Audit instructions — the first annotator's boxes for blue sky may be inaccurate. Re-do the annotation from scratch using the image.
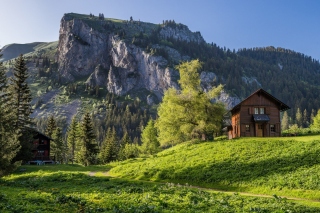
[0,0,320,60]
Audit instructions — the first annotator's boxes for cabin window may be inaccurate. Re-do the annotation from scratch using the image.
[37,150,44,156]
[270,124,276,132]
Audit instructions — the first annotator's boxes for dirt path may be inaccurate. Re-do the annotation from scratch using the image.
[89,171,320,203]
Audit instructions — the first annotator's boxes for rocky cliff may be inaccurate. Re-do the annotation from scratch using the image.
[56,14,240,103]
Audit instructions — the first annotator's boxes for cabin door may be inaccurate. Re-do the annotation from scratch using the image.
[257,124,263,137]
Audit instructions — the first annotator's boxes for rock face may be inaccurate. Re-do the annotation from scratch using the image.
[56,15,179,99]
[160,25,205,43]
[56,14,235,105]
[56,15,109,82]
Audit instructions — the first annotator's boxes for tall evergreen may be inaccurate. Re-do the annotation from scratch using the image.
[45,115,57,137]
[0,51,20,177]
[10,55,32,130]
[77,112,98,166]
[51,127,66,162]
[281,111,289,131]
[9,55,33,161]
[99,127,118,163]
[67,117,79,163]
[141,119,160,155]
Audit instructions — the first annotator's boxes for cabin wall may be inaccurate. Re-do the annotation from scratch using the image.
[232,93,281,137]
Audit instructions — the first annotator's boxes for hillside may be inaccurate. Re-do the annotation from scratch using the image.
[2,13,320,140]
[0,164,319,213]
[110,136,320,200]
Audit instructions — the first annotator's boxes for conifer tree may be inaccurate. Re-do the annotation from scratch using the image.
[10,55,32,130]
[0,50,20,177]
[77,112,98,166]
[8,55,33,161]
[302,109,309,128]
[310,109,320,132]
[281,111,289,131]
[141,119,160,155]
[296,107,303,127]
[118,132,132,160]
[45,115,57,138]
[51,127,66,163]
[99,127,118,163]
[67,117,79,164]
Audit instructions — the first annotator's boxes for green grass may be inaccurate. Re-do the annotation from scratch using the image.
[0,165,319,213]
[110,136,320,200]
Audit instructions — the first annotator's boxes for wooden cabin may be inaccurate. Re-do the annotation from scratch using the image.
[228,89,290,139]
[29,130,54,164]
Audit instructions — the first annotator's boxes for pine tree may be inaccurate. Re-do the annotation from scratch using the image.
[9,55,33,161]
[296,107,303,127]
[310,109,320,132]
[0,50,20,177]
[51,127,66,163]
[281,111,289,131]
[141,119,160,155]
[45,115,57,138]
[99,127,118,163]
[77,112,98,166]
[302,109,309,128]
[67,117,79,164]
[118,132,132,160]
[9,55,32,130]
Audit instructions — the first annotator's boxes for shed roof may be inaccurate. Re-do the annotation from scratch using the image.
[230,89,290,112]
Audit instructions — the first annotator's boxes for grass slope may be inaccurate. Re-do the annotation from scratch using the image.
[0,165,319,213]
[110,136,320,200]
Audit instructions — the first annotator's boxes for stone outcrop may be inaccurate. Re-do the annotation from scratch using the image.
[56,14,238,105]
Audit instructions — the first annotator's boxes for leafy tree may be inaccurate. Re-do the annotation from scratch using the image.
[141,119,160,155]
[0,50,20,177]
[51,127,66,162]
[156,60,225,145]
[118,132,132,160]
[45,115,57,137]
[77,112,98,166]
[296,107,303,127]
[281,111,289,131]
[67,117,79,164]
[311,109,320,131]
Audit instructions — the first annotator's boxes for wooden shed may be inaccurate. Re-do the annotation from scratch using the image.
[228,89,290,139]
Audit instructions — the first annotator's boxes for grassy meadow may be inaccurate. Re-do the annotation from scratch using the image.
[0,136,320,213]
[0,165,319,213]
[110,136,320,200]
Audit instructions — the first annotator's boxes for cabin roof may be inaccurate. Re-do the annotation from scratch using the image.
[27,127,53,140]
[230,89,290,112]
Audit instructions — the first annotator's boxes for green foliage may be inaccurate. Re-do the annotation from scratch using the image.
[99,128,119,163]
[76,112,98,166]
[0,165,319,213]
[50,127,66,162]
[141,119,160,155]
[156,60,225,146]
[310,110,320,131]
[67,117,80,163]
[0,51,20,177]
[45,115,57,137]
[110,135,320,199]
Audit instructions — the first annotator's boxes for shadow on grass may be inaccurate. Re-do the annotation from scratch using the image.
[14,164,112,174]
[139,151,320,190]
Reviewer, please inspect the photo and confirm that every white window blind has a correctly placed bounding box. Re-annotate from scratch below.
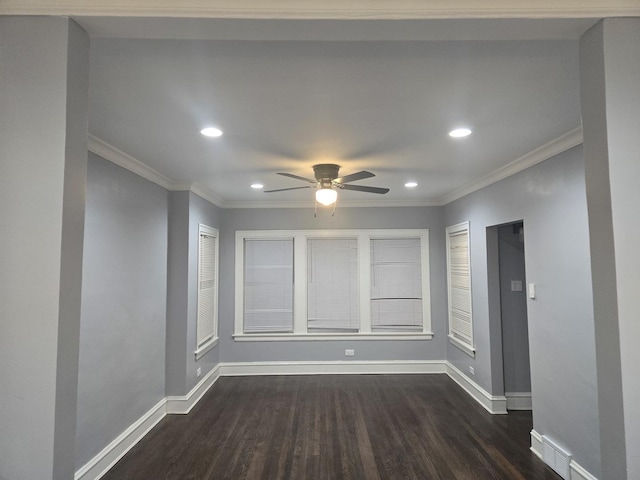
[307,238,360,332]
[196,227,217,347]
[447,223,473,351]
[371,238,423,332]
[244,238,293,333]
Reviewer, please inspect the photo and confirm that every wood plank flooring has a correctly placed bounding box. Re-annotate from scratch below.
[103,375,560,480]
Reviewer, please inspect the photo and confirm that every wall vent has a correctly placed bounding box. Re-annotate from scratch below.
[542,435,571,480]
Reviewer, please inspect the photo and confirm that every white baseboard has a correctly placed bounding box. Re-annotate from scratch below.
[569,460,598,480]
[531,430,598,480]
[167,364,221,415]
[73,398,167,480]
[446,362,507,415]
[504,392,533,410]
[220,360,446,377]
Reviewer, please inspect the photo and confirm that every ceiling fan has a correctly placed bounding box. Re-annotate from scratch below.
[264,163,389,206]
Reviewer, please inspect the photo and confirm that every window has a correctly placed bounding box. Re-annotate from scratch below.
[447,222,475,356]
[371,238,422,332]
[307,238,360,332]
[195,225,218,359]
[234,230,433,341]
[244,238,293,332]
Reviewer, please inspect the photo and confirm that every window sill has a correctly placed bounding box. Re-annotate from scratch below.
[233,332,433,342]
[194,337,218,360]
[449,335,476,358]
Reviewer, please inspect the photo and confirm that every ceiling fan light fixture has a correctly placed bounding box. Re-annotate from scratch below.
[316,188,338,206]
[200,127,222,137]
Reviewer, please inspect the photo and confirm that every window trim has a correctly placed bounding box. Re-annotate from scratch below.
[446,222,476,357]
[194,223,220,360]
[233,229,433,342]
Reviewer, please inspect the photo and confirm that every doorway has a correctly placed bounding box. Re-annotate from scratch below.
[487,221,532,410]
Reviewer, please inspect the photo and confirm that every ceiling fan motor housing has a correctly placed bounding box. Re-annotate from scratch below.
[313,163,340,182]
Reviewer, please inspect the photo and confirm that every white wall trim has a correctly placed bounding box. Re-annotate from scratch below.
[221,360,446,377]
[73,398,167,480]
[0,0,640,19]
[569,460,598,480]
[89,134,175,190]
[438,126,582,205]
[531,430,598,480]
[232,332,433,342]
[446,362,507,415]
[189,183,225,207]
[167,363,221,415]
[224,196,442,208]
[530,430,543,460]
[504,392,533,410]
[91,126,584,208]
[88,134,224,207]
[74,360,536,480]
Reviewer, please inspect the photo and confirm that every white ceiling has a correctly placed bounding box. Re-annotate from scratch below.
[76,17,596,206]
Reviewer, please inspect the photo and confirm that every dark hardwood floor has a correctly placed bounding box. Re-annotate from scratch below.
[103,375,560,480]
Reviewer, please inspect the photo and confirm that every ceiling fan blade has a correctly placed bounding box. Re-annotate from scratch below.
[278,172,316,183]
[334,171,375,183]
[264,182,315,193]
[338,184,389,194]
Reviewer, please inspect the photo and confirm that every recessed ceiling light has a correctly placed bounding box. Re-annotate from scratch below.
[200,127,222,137]
[449,128,471,138]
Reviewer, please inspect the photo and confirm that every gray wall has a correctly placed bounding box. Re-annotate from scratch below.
[445,147,601,477]
[0,16,89,480]
[580,18,640,480]
[498,224,531,392]
[220,207,446,362]
[76,154,168,467]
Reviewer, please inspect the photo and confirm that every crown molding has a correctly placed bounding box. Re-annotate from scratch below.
[88,134,225,207]
[89,126,583,208]
[0,0,640,19]
[437,126,583,205]
[224,197,440,210]
[189,183,226,208]
[89,134,175,190]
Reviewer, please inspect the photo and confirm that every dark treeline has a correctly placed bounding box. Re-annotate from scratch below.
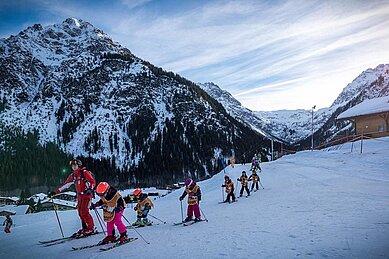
[0,125,71,190]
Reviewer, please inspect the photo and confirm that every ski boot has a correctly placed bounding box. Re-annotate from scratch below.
[184,217,192,222]
[82,229,95,236]
[100,236,116,245]
[143,218,151,226]
[116,231,128,243]
[70,231,84,238]
[132,218,143,227]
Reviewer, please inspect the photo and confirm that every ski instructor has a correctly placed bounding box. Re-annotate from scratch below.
[49,159,96,237]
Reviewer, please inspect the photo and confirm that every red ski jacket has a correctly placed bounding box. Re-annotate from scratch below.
[55,167,96,199]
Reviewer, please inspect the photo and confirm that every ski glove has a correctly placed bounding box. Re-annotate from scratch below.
[47,191,57,198]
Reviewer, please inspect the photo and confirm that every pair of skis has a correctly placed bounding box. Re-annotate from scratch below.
[173,219,207,226]
[39,231,99,246]
[72,237,138,251]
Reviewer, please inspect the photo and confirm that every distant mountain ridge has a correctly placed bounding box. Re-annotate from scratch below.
[199,64,389,148]
[0,18,269,190]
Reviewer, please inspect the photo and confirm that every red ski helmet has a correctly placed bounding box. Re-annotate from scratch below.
[96,182,109,196]
[134,188,142,196]
[185,178,193,186]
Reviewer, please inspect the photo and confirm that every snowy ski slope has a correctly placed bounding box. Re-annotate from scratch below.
[0,138,389,258]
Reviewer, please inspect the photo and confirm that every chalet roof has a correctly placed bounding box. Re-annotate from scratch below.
[0,205,30,215]
[0,196,20,202]
[41,199,77,208]
[337,96,389,120]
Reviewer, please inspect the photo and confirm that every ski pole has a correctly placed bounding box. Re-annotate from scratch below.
[97,207,108,230]
[180,201,184,221]
[93,208,106,236]
[149,213,166,224]
[199,206,208,222]
[122,215,150,245]
[51,198,65,240]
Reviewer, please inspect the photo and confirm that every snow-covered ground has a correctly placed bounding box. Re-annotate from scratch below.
[0,138,389,258]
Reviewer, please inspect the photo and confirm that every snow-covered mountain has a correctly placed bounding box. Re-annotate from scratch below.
[0,137,389,259]
[199,64,389,147]
[0,18,268,189]
[197,82,284,142]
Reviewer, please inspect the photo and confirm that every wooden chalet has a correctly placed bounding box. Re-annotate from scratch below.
[337,96,389,138]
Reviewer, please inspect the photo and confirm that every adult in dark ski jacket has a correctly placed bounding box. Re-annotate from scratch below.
[49,159,96,237]
[238,171,250,197]
[222,175,236,202]
[132,188,154,226]
[179,178,201,222]
[90,182,127,244]
[249,168,261,191]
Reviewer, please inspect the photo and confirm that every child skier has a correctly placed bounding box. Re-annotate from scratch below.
[49,159,96,237]
[222,175,235,202]
[90,182,127,244]
[238,171,250,197]
[249,169,261,191]
[132,188,154,227]
[3,215,12,234]
[179,178,201,222]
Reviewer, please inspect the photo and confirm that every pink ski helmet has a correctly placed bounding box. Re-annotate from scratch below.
[185,178,193,186]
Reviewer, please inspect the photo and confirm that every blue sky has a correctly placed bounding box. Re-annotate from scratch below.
[0,0,389,111]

+ + + + +

Given problem: Rewrite the listing as a numbered list, starting at its beginning and ending at the line that contains "[0,0,320,60]", with both ends included and blank lines dropped. Leave the pictures out.

Solved problem:
1. Audit instructions — the first annotator's boxes for blue sky may be inaccurate. Re-do the annotation from scratch using the image.
2. [0,0,320,60]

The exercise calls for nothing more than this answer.